§ **Opdracht 1**: Neem uit de tekst over Mosul het gedeelte tussen "John, die gevraagd" en "hier de realiteit." over, grenzen inbegrepen, en vervang daarin "kunstlessen" door "tekenlessen".
§ **Opdracht 2**: Zet de tekst over Mosul voort, te beginnen na de laatste zin ervan.

John, die gevraagd is om beelden te maken van de opstart van de filmschool, vertelt over de gruwel van toen. Zijn beste vriend streed met IS, maar het contact is volledig verwaterd. Die vroegere vriendschap kan nooit meer geheeld worden. Er is te veel leed veroorzaakt. John vindt Mosul conservatief. Maar toch wil John hier niet weg. Hij geeft samen met anderen kunstlessen aan kinderen zodat ze hun trauma’s een plek kunnen geven. Zijn familie woont hier en hij hoort daarbij. Zo simpel is het. Elke familie woont hier samen. De mensen zijn stukje bij beetje opnieuw hoopvol en vol van levensmoed. Zo sterk ook. Al jaren hebben ze schrijnende verhalen, maar ze gaan ermee om. Ze hebben geen andere keuze. Voor elkaar zorgen. Daar wordt niet over nagedacht. Dat is hier de realiteit.

§ **Lijst records**:
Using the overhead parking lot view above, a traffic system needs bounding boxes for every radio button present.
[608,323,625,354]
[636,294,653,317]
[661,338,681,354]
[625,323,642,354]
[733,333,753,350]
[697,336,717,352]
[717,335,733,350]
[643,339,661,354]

§ **Verwachte uitvoer 1**:
John, die gevraagd is om beelden te maken van de opstart van de filmschool, vertelt over de gruwel van toen. Zijn beste vriend streed met IS, maar het contact is volledig verwaterd. Die vroegere vriendschap kan nooit meer geheeld worden. Er is te veel leed veroorzaakt. John vindt Mosul conservatief. Maar toch wil John hier niet weg. Hij geeft samen met anderen tekenlessen aan kinderen zodat ze hun trauma’s een plek kunnen geven. Zijn familie woont hier en hij hoort daarbij. Zo simpel is het. Elke familie woont hier samen. De mensen zijn stukje bij beetje opnieuw hoopvol en vol van levensmoed. Zo sterk ook. Al jaren hebben ze schrijnende verhalen, maar ze gaan ermee om. Ze hebben geen andere keuze. Voor elkaar zorgen. Daar wordt niet over nagedacht. Dat is hier de realiteit.

§ **Verwachte uitvoer 2**:
De realiteit is echter ook nog dat het leven in Mosul voor velen ontzettend hard is. In onze straat is er het ene restaurant na het andere. Er wonen 1,8 miljoen mensen in deze stad, maar veel families gaan nooit uit eten wegens te duur. Ik zie kleine meisjes van vier die flesjes water verkopen tussen het te drukke verkeer. De vele alleen lopende jongetjes zijn hier deel van het straatbeeld. Onze fixer vertelt dat er niet weinig jonge jongens wees zijn door de oorlog en op straat leven. En natuurlijk zijn er nog steeds de kampen waar mensen verblijven die nog altijd niet terug naar hun woning kunnen. Ze zijn vluchteling in hun eigen stad.